### Exercise materials:
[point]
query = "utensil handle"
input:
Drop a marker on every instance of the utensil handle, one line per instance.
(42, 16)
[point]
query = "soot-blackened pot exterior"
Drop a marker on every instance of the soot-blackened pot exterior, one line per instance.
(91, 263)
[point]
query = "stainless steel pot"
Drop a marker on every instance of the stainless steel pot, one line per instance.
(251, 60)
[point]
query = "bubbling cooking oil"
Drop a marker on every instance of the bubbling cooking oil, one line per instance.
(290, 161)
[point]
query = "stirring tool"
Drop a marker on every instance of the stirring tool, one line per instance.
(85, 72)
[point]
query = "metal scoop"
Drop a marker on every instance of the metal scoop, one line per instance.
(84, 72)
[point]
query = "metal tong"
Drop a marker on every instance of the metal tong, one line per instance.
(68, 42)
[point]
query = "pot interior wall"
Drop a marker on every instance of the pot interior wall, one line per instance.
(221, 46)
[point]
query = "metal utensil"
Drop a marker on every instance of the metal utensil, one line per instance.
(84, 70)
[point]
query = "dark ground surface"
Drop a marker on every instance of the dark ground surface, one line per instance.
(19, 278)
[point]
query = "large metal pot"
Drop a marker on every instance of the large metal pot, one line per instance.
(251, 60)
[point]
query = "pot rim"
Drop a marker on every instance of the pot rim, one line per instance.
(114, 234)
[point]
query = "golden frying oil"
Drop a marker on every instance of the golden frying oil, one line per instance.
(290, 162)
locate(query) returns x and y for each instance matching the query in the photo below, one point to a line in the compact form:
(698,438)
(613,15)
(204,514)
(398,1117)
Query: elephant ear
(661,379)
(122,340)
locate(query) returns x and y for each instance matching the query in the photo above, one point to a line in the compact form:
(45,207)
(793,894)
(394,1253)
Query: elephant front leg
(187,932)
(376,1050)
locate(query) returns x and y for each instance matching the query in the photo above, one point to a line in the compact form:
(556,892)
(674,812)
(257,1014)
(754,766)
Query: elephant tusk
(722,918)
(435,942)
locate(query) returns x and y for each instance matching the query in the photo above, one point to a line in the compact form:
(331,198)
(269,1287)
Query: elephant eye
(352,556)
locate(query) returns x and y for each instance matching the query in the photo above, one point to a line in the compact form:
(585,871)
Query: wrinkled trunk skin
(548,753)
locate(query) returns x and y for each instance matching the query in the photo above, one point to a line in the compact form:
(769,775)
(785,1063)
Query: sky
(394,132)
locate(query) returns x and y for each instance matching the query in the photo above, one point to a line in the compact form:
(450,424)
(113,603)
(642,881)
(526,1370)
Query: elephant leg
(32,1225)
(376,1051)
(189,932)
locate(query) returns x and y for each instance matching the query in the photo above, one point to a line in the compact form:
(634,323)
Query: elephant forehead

### Task statement:
With nothing left out, copy every record exactly.

### Task answer:
[point]
query = "utensil handle"
input:
Drop a marker on every instance of the utensil handle, one line per instance.
(42, 16)
[point]
query = "soot-blackened pot exterior"
Drop a marker on every instance of the soot-blackened pot exterior, one line per instance.
(91, 263)
[point]
query = "stainless steel pot"
Drop a marker on every instance of the stainless steel pot, one line per instance.
(251, 60)
[point]
query = "bubbling cooking oil"
Drop a marker on every instance of the bubbling cooking oil, one line per instance.
(290, 161)
[point]
query = "stirring tool"
Drop a marker on every instance of the stirring tool, one line per instance.
(85, 72)
[point]
query = "metal scoop"
Drop a marker on every instance of the metal scoop, one line per instance.
(84, 72)
[point]
query = "metal tong"
Drop a marker on every instance of the metal tong, one line per instance.
(68, 42)
[point]
query = "pot interior wall"
Drop a marker on every instance of the pot interior wall, one line per instance.
(221, 46)
[point]
query = "metal utensil"
Drop a marker on every instance of the metal utensil, one line per instance.
(84, 70)
[point]
query = "dark ground surface"
Drop a marker on every instance of the dark ground surface, one line per instance.
(19, 278)
[point]
query = "large metal pot"
Drop a marker on every instance of the large metal pot, one line per instance.
(251, 60)
[point]
query = "pot rim"
Drop a marker on every instance of the pot rim, one line per instance.
(114, 234)
[point]
query = "golden frying oil"
Drop a marker on every instance of the golden frying oil, one line per instance.
(290, 162)
locate(query) returns x and y for each instance matching the query in the photo below, one point to a line in the compact form:
(698,438)
(613,15)
(204,514)
(398,1117)
Query: elephant ear
(661,379)
(122,340)
locate(query) returns x and y for each instance matching the query in the photo above, one point to a line in the compact form:
(45,207)
(793,894)
(394,1253)
Query: elephant front leg
(187,932)
(376,1050)
locate(query) returns x and y for each instance matching the query in the photo above, one point to a line in the compact form:
(556,892)
(674,812)
(257,1014)
(754,766)
Query: elephant tusk
(722,918)
(435,942)
locate(query) returns x and y for each instance matching the query in the photo above, one point to a line in the compact form:
(331,198)
(269,1287)
Query: elephant eye
(352,556)
locate(query) returns x and y for each instance matching the query in the photo above, one point to a line in the compact form:
(585,871)
Query: wrinkled trunk skin
(548,753)
locate(query) returns x and y for each instance matching the query in the photo above, one point to a line in the compact form:
(769,775)
(785,1063)
Query: sky
(394,132)
locate(query) returns x and y for each instance matching the query in the photo above, one point to a line in the compact form:
(450,424)
(113,603)
(642,881)
(526,1370)
Query: elephant leg
(32,1225)
(376,1051)
(189,932)
locate(query) returns x and y for each instance matching the query in the photo above, one point to a line in the compact form:
(634,323)
Query: elephant forehead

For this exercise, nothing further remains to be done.